__Request__
Collect every line of the records below that contains the word "hillside", and copy each one in full.

__Records for the exercise__
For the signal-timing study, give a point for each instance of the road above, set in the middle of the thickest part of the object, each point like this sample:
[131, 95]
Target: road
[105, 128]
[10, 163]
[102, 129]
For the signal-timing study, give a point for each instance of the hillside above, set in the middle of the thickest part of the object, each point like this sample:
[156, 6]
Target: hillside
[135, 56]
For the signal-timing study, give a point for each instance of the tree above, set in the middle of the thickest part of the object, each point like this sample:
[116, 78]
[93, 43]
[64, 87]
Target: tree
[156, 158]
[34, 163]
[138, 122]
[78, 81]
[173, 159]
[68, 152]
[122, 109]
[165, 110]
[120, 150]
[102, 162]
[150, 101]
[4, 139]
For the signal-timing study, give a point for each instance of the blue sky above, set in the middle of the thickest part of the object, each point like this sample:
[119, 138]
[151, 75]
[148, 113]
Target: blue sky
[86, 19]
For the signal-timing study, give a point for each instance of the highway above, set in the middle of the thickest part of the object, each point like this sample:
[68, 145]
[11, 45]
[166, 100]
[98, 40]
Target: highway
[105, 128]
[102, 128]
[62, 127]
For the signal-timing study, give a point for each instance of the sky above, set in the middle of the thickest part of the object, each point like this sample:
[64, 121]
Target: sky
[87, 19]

==

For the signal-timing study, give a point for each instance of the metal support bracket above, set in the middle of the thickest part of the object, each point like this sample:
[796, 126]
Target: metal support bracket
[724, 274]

__Solved exercise__
For the signal-timing study, give a point for each instance of the hillside above, set in the middle of the thickest part of the object, each point like this sample:
Target: hillside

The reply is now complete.